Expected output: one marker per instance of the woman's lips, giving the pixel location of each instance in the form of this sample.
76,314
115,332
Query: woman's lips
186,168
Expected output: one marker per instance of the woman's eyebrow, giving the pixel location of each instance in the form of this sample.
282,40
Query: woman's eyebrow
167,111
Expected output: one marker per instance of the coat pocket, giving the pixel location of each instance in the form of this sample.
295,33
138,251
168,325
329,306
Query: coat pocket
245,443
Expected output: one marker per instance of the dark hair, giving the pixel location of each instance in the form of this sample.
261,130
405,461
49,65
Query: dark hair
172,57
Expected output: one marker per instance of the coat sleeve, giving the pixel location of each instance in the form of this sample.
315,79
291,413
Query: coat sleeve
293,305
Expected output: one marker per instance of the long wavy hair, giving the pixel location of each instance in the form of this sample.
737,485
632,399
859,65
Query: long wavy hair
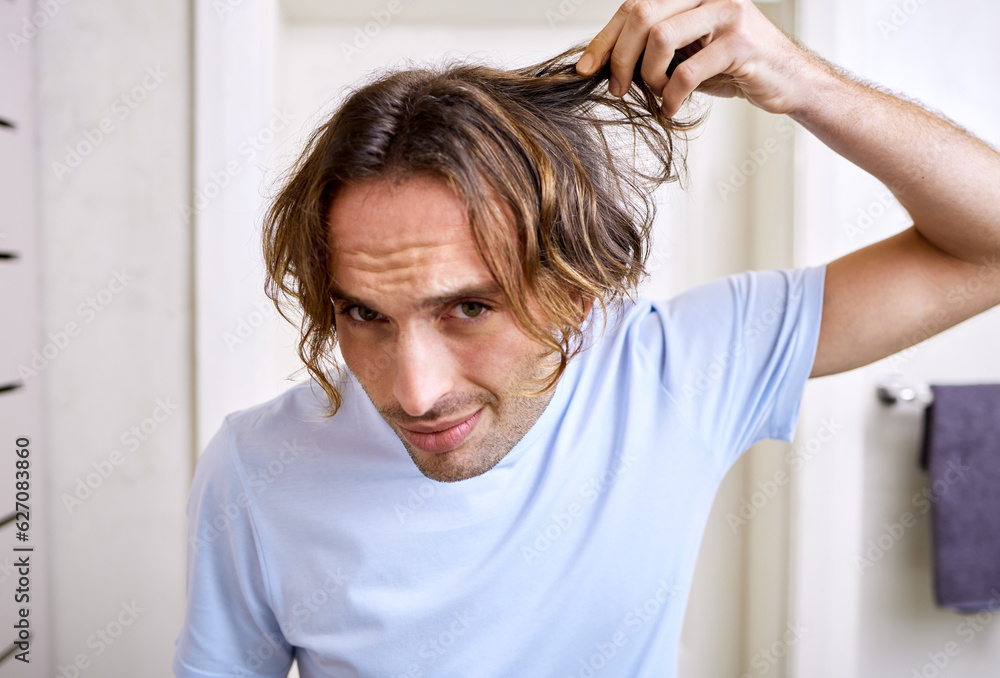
571,165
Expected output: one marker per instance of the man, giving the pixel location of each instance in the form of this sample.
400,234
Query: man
521,458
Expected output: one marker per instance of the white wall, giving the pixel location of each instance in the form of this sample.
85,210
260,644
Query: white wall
114,84
882,620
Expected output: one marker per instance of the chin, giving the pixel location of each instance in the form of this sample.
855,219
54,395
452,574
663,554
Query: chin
458,464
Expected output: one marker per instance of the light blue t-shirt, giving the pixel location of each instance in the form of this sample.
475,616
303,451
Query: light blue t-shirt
572,558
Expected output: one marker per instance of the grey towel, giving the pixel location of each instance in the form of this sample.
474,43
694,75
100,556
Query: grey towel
962,452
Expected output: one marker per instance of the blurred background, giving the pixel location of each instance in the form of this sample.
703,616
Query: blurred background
138,144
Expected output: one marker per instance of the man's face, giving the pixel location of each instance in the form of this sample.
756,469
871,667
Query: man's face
422,326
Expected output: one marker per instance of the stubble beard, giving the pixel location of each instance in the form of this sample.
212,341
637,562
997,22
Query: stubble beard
511,416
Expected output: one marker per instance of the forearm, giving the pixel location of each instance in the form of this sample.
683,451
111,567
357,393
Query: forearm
948,180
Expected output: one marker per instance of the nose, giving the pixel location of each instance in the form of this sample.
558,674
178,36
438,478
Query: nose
424,371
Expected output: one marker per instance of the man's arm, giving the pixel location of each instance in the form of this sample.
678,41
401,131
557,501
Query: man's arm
890,295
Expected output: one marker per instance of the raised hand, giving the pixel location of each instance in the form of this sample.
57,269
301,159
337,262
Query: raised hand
729,49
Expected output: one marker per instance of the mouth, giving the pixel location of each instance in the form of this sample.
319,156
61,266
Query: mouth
444,440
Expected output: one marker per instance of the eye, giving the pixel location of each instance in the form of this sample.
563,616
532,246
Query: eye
471,309
360,314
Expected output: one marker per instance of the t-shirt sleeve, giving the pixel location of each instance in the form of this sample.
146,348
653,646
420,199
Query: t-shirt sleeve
735,354
229,627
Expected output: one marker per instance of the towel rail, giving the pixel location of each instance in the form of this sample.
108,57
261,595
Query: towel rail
892,390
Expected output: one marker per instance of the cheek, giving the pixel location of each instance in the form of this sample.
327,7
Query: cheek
370,361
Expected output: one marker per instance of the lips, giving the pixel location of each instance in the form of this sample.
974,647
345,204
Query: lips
447,439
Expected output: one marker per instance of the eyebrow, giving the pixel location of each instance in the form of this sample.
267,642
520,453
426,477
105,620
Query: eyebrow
488,291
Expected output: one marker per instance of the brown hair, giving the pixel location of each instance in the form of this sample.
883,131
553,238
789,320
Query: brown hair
537,146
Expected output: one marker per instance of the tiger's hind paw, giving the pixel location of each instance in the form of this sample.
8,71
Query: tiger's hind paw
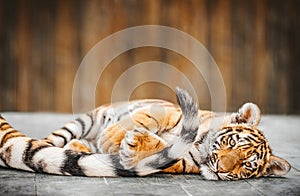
138,144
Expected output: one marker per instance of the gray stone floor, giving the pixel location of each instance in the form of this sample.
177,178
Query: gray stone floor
283,133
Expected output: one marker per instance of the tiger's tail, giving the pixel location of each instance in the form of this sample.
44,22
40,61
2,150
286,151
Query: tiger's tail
173,153
21,152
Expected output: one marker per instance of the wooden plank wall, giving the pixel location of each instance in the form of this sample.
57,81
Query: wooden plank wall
254,42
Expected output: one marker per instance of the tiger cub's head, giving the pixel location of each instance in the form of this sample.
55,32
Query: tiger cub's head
239,150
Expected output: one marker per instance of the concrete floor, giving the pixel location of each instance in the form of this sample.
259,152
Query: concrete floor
283,133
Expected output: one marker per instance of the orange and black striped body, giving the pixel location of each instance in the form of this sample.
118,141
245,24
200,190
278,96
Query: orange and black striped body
147,136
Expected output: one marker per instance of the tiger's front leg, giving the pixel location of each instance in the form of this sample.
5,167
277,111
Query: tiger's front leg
138,144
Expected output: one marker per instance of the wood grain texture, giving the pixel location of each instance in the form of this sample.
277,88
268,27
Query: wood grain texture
254,43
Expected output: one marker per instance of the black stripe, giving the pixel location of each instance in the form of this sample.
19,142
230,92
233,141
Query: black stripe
48,142
5,155
203,137
227,131
70,132
183,165
29,154
91,126
171,163
82,125
4,137
61,136
178,121
196,163
119,169
70,164
2,124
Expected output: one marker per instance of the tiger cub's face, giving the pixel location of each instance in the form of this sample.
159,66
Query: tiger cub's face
239,150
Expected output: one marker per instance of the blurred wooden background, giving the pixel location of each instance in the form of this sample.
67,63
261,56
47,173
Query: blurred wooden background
254,42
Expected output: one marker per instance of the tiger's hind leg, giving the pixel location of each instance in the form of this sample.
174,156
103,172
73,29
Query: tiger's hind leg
138,144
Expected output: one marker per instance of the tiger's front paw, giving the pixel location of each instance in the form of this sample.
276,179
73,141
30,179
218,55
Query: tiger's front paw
138,144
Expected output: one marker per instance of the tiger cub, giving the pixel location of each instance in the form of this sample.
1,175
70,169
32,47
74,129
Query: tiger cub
142,137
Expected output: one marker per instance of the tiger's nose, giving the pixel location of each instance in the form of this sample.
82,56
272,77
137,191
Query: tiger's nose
228,161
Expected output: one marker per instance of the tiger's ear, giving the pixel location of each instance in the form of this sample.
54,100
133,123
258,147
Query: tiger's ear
249,113
277,166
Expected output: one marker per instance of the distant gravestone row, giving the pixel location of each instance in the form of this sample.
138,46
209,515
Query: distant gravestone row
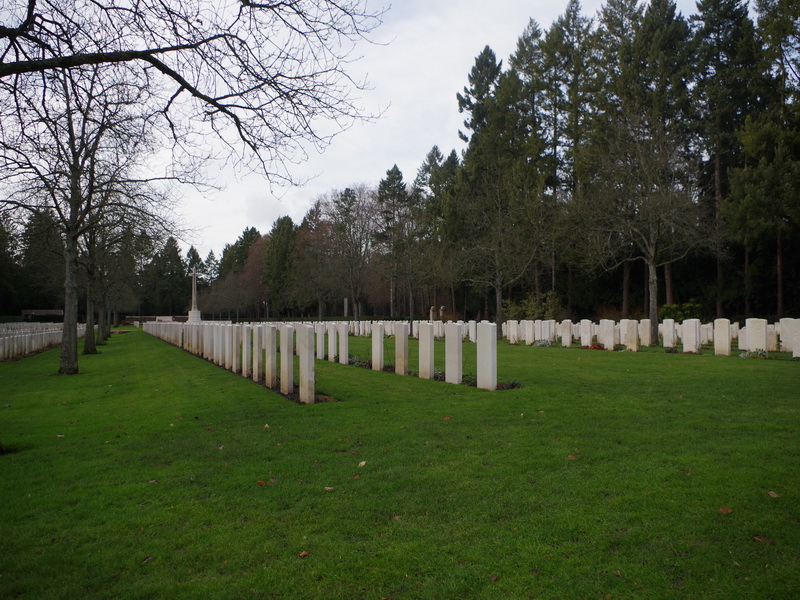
21,339
758,335
265,351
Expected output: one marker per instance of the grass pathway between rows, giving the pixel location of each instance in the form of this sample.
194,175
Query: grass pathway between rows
153,475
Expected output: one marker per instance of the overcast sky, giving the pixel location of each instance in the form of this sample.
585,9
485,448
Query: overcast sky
424,53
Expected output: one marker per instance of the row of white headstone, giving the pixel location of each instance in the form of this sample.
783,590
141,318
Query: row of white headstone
252,349
21,339
757,334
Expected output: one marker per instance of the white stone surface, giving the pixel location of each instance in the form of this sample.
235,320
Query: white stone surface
487,355
426,350
454,335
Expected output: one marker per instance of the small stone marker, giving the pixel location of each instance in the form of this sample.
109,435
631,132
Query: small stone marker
487,356
426,350
344,344
454,335
287,359
690,335
331,327
401,348
271,356
377,346
305,347
722,337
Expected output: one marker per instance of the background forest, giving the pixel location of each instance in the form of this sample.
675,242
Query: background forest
639,163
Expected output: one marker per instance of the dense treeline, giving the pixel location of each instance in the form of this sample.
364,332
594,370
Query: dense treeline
626,165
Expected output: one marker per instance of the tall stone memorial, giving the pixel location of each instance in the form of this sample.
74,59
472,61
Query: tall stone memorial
195,316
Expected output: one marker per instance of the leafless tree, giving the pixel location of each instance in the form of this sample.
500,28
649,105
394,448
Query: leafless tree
641,205
353,217
74,141
266,78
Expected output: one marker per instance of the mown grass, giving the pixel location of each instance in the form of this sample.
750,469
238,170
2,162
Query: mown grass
602,477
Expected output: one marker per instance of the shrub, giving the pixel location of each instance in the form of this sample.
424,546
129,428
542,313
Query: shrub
544,306
680,312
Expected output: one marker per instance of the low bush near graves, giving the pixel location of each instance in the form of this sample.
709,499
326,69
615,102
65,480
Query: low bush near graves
154,474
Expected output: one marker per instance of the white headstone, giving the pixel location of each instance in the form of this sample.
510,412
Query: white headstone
668,333
566,333
586,332
606,334
344,344
690,330
487,356
757,335
722,337
270,356
377,346
631,335
401,348
305,347
247,348
454,336
426,350
258,354
331,327
287,359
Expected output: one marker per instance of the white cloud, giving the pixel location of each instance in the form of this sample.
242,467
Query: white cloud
424,52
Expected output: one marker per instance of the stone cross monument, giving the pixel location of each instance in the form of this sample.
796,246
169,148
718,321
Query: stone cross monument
194,314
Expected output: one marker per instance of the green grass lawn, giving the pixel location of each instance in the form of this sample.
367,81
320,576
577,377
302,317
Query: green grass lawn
153,474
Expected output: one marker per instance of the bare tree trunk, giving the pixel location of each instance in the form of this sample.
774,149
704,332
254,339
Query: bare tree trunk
626,289
569,290
103,328
68,362
779,272
652,281
747,281
89,343
391,297
498,305
718,230
670,297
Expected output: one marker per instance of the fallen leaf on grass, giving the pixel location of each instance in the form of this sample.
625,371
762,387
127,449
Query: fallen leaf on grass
763,540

**Prompt:** Reproduce the lines starting at the one containing "Expected output: one marker per instance of the bare" and ending at the last line of the records, changing every "fallen leaf" to "dry leaf" and leaving all other text unaltered.

**Result for this task:**
Expected output: one marker per instance of the bare tree trunk, giving the pixel location of each instance in the form of this sample.
774,149
704,332
254,339
Query: bare tree trunk
626,289
569,290
103,328
68,362
779,272
652,281
747,281
89,343
391,297
498,305
718,230
670,297
Expected output: one marker per instance of the dry leaf on grass, giving the pixel location of each instance in the form of this sample.
625,371
762,387
127,449
Query: dry leaf on grass
763,540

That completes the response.